- What is needed -
Transcribe each of the records below exactly, excluding all pictures.

** START OF Stored rows **

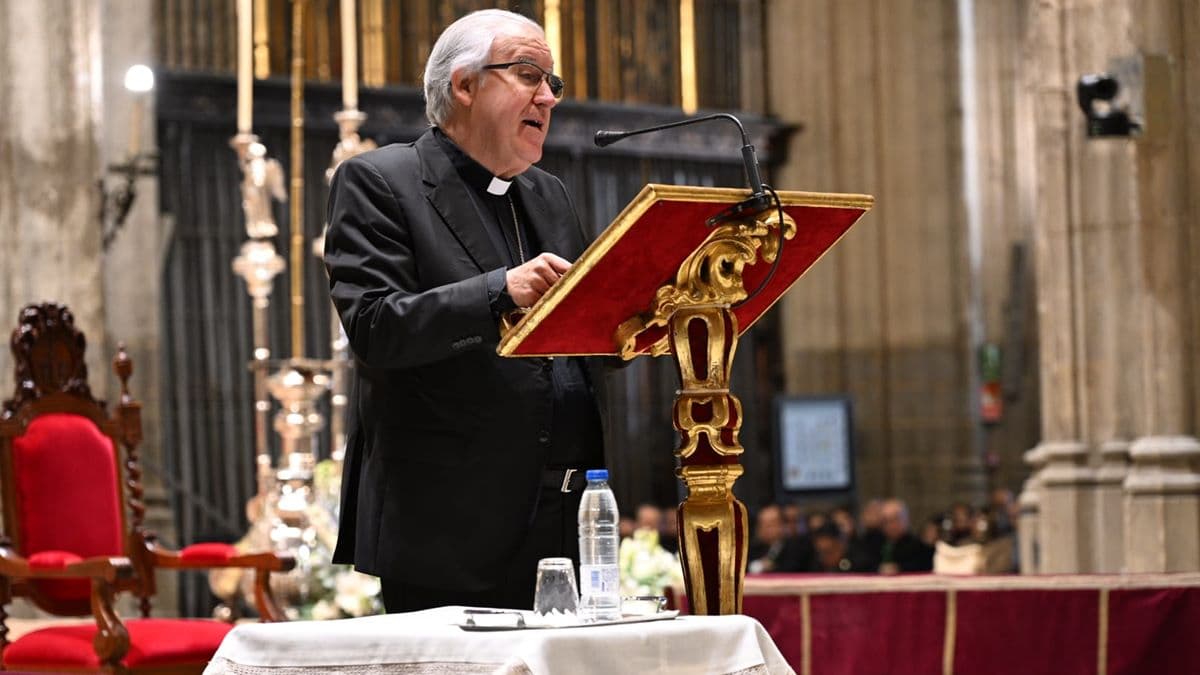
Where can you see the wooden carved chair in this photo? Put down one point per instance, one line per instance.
(73, 532)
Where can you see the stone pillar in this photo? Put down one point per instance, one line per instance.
(1162, 506)
(1163, 487)
(1068, 502)
(133, 261)
(49, 161)
(1110, 506)
(1029, 527)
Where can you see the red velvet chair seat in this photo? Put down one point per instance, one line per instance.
(153, 643)
(208, 553)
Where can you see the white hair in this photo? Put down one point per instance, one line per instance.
(465, 43)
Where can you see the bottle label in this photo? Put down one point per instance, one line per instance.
(599, 579)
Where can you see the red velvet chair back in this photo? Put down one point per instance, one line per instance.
(59, 459)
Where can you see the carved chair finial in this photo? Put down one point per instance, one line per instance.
(48, 356)
(123, 365)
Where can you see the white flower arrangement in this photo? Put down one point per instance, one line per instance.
(646, 567)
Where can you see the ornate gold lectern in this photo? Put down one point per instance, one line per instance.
(660, 281)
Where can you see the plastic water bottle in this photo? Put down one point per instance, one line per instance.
(599, 539)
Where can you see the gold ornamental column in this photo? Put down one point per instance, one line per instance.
(702, 336)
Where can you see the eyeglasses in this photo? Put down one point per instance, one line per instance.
(531, 75)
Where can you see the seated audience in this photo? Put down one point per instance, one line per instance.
(870, 539)
(833, 553)
(625, 526)
(901, 551)
(792, 525)
(649, 517)
(960, 525)
(772, 550)
(669, 533)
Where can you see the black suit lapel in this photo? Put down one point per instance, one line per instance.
(552, 226)
(448, 195)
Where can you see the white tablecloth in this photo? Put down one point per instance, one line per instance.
(430, 643)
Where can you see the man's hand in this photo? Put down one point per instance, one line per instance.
(528, 282)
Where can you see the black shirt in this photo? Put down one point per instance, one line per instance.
(575, 434)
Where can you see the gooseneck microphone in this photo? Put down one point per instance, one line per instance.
(757, 202)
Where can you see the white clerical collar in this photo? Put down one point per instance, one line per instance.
(498, 186)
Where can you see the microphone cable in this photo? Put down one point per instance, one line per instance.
(779, 251)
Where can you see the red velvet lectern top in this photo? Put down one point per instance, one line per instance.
(618, 275)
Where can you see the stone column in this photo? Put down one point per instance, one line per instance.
(49, 161)
(1029, 527)
(1067, 527)
(1163, 487)
(1110, 506)
(1067, 483)
(1162, 506)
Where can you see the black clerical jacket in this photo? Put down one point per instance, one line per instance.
(447, 441)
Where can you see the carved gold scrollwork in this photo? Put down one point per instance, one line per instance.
(709, 275)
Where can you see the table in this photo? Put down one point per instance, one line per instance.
(430, 643)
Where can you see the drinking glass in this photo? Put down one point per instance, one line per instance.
(556, 586)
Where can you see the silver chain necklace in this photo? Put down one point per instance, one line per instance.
(516, 228)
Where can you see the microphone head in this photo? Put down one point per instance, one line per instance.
(609, 137)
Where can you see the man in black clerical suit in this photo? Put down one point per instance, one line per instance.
(462, 469)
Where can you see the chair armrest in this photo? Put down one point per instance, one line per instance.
(107, 568)
(211, 555)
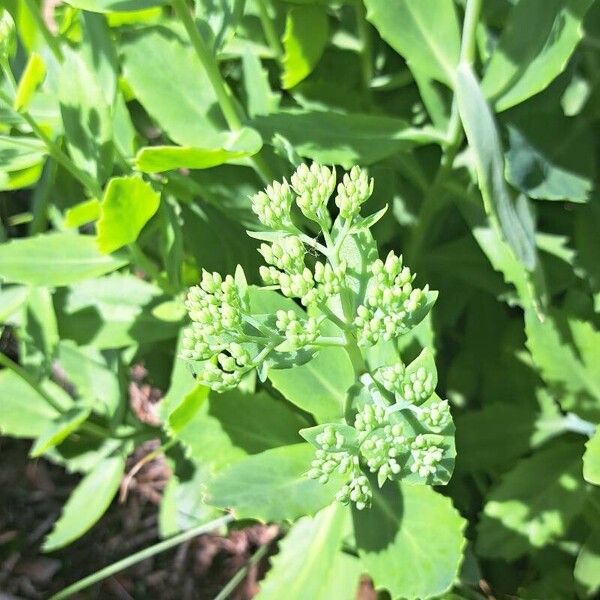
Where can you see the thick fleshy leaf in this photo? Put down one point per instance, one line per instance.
(54, 259)
(87, 503)
(344, 139)
(306, 33)
(86, 118)
(535, 46)
(128, 204)
(591, 459)
(156, 59)
(235, 145)
(534, 503)
(272, 486)
(410, 541)
(513, 219)
(309, 561)
(425, 33)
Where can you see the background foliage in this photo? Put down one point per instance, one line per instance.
(133, 134)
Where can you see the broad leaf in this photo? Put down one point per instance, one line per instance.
(272, 486)
(309, 561)
(128, 204)
(535, 46)
(306, 33)
(591, 459)
(534, 503)
(87, 503)
(54, 259)
(425, 33)
(410, 541)
(513, 219)
(344, 139)
(86, 118)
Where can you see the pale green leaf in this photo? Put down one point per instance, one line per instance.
(425, 32)
(512, 219)
(32, 77)
(54, 259)
(235, 145)
(587, 565)
(157, 59)
(410, 541)
(272, 486)
(128, 204)
(305, 37)
(534, 503)
(87, 503)
(60, 429)
(591, 459)
(309, 560)
(535, 46)
(344, 139)
(86, 118)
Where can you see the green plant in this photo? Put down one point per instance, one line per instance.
(136, 141)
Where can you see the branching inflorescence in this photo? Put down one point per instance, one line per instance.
(337, 293)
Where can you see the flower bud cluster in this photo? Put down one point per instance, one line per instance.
(354, 189)
(426, 455)
(314, 185)
(273, 206)
(390, 302)
(436, 416)
(297, 332)
(357, 490)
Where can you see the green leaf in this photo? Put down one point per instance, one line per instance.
(272, 486)
(342, 139)
(32, 77)
(86, 118)
(54, 259)
(535, 46)
(60, 429)
(261, 98)
(127, 205)
(236, 145)
(534, 503)
(304, 40)
(591, 459)
(112, 312)
(23, 411)
(587, 565)
(87, 503)
(512, 219)
(425, 33)
(105, 6)
(309, 560)
(82, 213)
(549, 157)
(410, 541)
(158, 58)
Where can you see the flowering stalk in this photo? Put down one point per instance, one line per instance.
(394, 427)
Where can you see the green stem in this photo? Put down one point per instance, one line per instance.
(433, 200)
(366, 53)
(239, 576)
(55, 152)
(141, 555)
(269, 30)
(210, 65)
(51, 40)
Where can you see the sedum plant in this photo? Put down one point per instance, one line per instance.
(340, 294)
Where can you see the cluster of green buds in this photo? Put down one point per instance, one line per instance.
(330, 289)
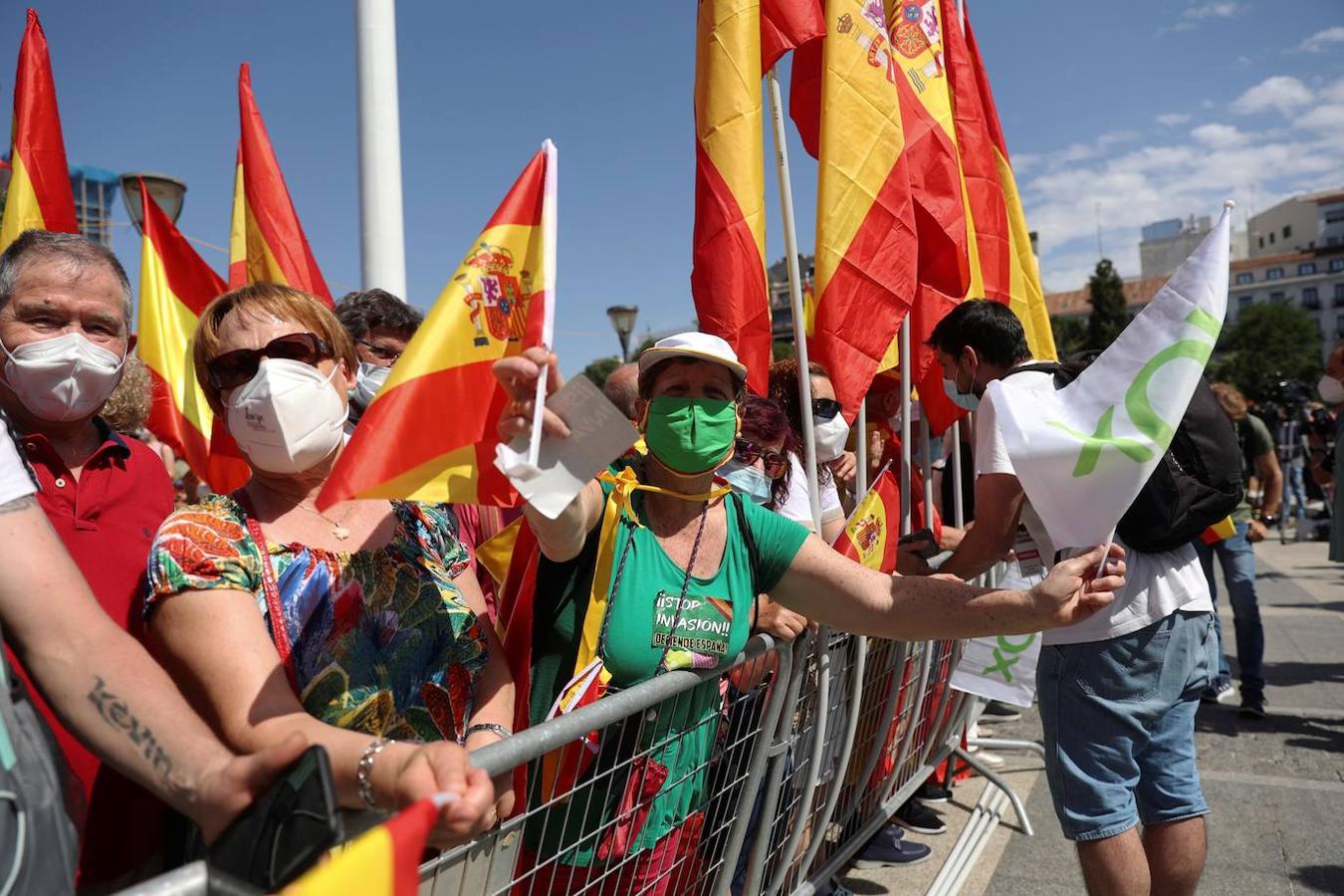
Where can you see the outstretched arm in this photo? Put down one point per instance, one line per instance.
(107, 688)
(836, 591)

** END OF Stored rows **

- Exercise answer -
Where can you see the wooden carved chair in this photo? Put down one point per instance, one line per instance.
(73, 532)
Where can you see the stone pillar in this photo? Put down one point per instance, one line per instance.
(1162, 506)
(1163, 487)
(1068, 502)
(133, 261)
(49, 161)
(1110, 506)
(1029, 527)
Where can you see the red velvet chair seat in this photo? Put down one point per instance, one line per instance.
(153, 643)
(208, 553)
Where can you see the white hair in this photo? Put down one point per instance, one line per instance.
(465, 43)
Where can you see the bottle label in this photo? Put down one point per instance, one line per instance.
(599, 579)
Where can you see the red velvet chair back in this photo? Put down one point per instance, one line per instance.
(59, 459)
Where can you see the carved chair finial in this photo? Put down one point per instance, one line per instance.
(48, 356)
(123, 365)
Where can you see the white flower arrangement in this photo? Put down one point per instance, one line per instance.
(646, 567)
Where can you see the ornate gold lectern in this photo? Put down one point per instance, one line per instance.
(660, 281)
Where can you see the plastic water bottle in this photo? Put down one point per instance, one line per instance.
(599, 539)
Where can you see the gold ornamental column in this photo? Put down one point per instance, one line per instance.
(702, 336)
Where can you see the eyeglasses in this photo? Put down one point per instance, one line per instance.
(531, 75)
Where can you see the seated audience in this photo? Put down one point per instance, one line per instance.
(870, 539)
(833, 553)
(625, 526)
(901, 551)
(792, 525)
(649, 517)
(960, 525)
(772, 550)
(669, 533)
Where can you see the black suit lapel in this photo? Put down one point per instance, one line per instance.
(552, 226)
(448, 195)
Where can you see the white tablecloth in this photo? Put down one point per instance, one line per instance.
(430, 643)
Where can you see the man's hand in this photo? Put down one point per instance, one line per instance.
(528, 282)
Where can you see the black shirt in this photo? Put down one point per instance, one line per instance.
(575, 434)
Where can you see the gooseneck microphone in this photo? Put down one point per instance, one line per instance.
(757, 202)
Where can you see the white clerical collar in this photo? Put down one point per instance, one line per instance.
(498, 186)
Where can you see the microphone cable in this photo? Put down one point per instance, one line per instance.
(779, 251)
Where can you see the red velvet lectern top in this photo? Put down one point per instance, one line per instance.
(618, 275)
Where can you see the stone column in this photo? Put down one point per instance, one line per instance.
(49, 161)
(1029, 527)
(1067, 527)
(1163, 487)
(1110, 506)
(1067, 483)
(1162, 506)
Where can you see the black clerical jacket in this photo? Put down one point per instance, one line per instance.
(447, 441)
Where can you see the carved gold scrollwork in this photo? Put down one point per instance, one line per instance.
(709, 275)
Where can you see the table in this photo? Put down one point per instance, one line per instance.
(430, 643)
Where can you see the drinking glass in this photo? Put down one point per instance, one line per instance.
(556, 586)
Where can you see the silver chain necklace in this photo? Put down one point per instance, one line per instance.
(516, 228)
Where can you see the microphone head in this photo? Put down one point per instance, one line per instance.
(609, 137)
Where can you see the man in black clerical suit in this photo? Put down one point per instance, one line per instance.
(462, 469)
Where can you see the chair armrest in this photo? Put down one point per instance, one line per instance.
(107, 568)
(211, 555)
Where can you see the thick fleshy leaf in this photo? Put down one point per instance, one line per instance.
(54, 259)
(87, 503)
(344, 139)
(306, 33)
(86, 118)
(535, 46)
(128, 204)
(591, 459)
(156, 59)
(235, 145)
(534, 503)
(272, 486)
(410, 541)
(513, 219)
(309, 561)
(425, 33)
Where can you see the background foliage in this photo? Put down one point per instance, one line per instance.
(133, 134)
Where can you see the broad leaf in this photo? Put down one point per instance, one line per instance.
(272, 486)
(309, 561)
(128, 204)
(535, 46)
(306, 33)
(591, 459)
(534, 503)
(87, 503)
(54, 259)
(425, 33)
(410, 541)
(513, 219)
(344, 139)
(86, 118)
Where can you see the pale green leaf in this photo? Put down one point per instance, one line per instance.
(425, 32)
(512, 219)
(32, 77)
(54, 259)
(235, 145)
(587, 565)
(157, 59)
(410, 541)
(272, 486)
(128, 204)
(305, 37)
(534, 503)
(87, 503)
(60, 429)
(591, 459)
(309, 560)
(535, 46)
(344, 139)
(86, 118)
Where can you see the green plant in this photo? Put down one point per instance, one line per instance.
(136, 141)
Where can you see the branching inflorescence in this photo? Put down one point per instance, one line per instance.
(337, 293)
Where can you see the flower bud cluster in this photo? Put down one point per instance, one line per instance.
(354, 189)
(426, 455)
(314, 185)
(273, 206)
(390, 302)
(436, 416)
(297, 332)
(357, 490)
Where can you see the green leaf in this photo? Put down one point per instance, one line per instance.
(272, 486)
(342, 139)
(32, 77)
(86, 118)
(54, 259)
(535, 46)
(60, 429)
(261, 98)
(127, 205)
(236, 145)
(534, 503)
(304, 40)
(591, 459)
(112, 312)
(23, 411)
(587, 565)
(87, 503)
(512, 219)
(425, 33)
(105, 6)
(309, 560)
(82, 213)
(549, 157)
(410, 541)
(158, 58)
Where can you see the flowering stalk in this photo? Put down one point per instance, one line per instance.
(394, 427)
Where can you see the green stem in this photo? Put down one point per instance, one line per instance.
(433, 200)
(366, 53)
(239, 576)
(55, 152)
(141, 555)
(269, 30)
(210, 65)
(51, 40)
Where can you see the sedum plant in this photo? Put down one point per instance, one line per instance.
(340, 294)
Where can you see the cluster of green buds in this photo? Put down one point per instance, one line per instance.
(330, 289)
Where can you see the outstretched arm in this photo? Put down one point per instance, one line per instance.
(107, 688)
(836, 591)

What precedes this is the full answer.